- Provided data

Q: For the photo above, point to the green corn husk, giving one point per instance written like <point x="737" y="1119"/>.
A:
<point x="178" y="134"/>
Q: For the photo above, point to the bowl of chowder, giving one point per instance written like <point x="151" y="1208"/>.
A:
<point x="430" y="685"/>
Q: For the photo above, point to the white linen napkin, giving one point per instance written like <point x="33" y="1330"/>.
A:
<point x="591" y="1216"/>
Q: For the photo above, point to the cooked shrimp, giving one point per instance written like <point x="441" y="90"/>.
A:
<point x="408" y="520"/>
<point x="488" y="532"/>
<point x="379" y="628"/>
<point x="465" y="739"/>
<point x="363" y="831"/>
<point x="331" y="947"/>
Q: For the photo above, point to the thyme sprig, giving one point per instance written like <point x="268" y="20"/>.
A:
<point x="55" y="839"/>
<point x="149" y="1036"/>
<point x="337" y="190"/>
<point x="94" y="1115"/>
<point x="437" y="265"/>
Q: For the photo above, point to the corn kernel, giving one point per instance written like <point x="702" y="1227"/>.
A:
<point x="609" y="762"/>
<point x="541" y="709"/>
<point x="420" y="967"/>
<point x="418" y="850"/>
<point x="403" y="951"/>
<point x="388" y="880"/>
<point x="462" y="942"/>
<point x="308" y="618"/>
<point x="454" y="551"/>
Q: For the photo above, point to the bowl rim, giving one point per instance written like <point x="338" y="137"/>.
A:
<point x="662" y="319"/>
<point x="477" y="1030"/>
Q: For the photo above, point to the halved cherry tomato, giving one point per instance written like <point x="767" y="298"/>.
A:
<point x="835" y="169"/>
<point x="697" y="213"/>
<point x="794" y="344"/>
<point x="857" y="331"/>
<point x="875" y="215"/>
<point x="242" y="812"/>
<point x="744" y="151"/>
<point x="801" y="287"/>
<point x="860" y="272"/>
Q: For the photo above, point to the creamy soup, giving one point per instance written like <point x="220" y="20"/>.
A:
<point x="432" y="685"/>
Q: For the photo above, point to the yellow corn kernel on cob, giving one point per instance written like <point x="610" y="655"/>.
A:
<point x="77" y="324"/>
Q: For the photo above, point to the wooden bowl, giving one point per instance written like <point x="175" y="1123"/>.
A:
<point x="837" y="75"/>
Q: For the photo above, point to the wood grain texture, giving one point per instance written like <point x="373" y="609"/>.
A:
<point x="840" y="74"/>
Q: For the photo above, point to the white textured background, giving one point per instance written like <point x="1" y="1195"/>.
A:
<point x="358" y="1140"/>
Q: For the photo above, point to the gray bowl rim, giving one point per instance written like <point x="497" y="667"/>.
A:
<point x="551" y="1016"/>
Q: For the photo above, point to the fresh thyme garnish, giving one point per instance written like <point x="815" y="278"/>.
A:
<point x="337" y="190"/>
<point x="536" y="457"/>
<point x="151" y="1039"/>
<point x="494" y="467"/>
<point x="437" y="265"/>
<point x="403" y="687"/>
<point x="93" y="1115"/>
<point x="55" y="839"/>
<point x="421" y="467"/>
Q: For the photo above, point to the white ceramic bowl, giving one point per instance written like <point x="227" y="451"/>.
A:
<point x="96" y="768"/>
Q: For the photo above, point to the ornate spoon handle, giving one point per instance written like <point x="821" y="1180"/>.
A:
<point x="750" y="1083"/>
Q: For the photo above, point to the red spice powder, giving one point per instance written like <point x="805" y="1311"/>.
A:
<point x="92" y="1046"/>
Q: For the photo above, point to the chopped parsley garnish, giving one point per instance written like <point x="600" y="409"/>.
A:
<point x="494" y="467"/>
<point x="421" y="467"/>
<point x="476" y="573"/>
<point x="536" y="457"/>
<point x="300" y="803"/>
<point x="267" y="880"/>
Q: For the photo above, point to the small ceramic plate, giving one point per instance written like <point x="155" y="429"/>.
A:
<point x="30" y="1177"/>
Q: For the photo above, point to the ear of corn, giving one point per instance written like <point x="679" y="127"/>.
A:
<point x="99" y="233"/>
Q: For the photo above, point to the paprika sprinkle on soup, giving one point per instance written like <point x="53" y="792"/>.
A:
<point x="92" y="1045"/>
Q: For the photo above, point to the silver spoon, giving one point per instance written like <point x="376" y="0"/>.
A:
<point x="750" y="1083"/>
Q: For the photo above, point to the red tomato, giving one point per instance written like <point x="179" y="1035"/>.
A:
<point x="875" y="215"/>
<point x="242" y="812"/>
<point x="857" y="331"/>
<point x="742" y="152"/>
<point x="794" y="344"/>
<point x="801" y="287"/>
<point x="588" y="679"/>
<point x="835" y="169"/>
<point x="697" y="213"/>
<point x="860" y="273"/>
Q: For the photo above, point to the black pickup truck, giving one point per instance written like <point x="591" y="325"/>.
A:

- What is required
When a line of the records holds the word "garnish", copy that line.

- Output of the exercise
Q: For the photo above, point to the fresh thyme garnish, giving one point per instance written like <point x="815" y="278"/>.
Q: For the photo above, point to the chopped parsley garnish, giving one point per instance written like <point x="600" y="409"/>.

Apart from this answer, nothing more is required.